▶ **Aim of the exercise**
Quote the listing below word for word.

Point annotation dataset records:
----

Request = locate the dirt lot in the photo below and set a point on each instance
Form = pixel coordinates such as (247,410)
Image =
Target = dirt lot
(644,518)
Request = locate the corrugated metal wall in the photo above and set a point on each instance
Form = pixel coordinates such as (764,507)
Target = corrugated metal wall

----

▶ **Solution to the problem**
Request = locate the dirt lot in the photo below and set a point on each instance
Form = pixel coordinates such as (247,410)
Image =
Target = dirt lot
(644,518)
Request = locate the corrugated metal wall in the photo above and set a point on each instance
Form = pixel coordinates such as (764,507)
Target = corrugated metal wall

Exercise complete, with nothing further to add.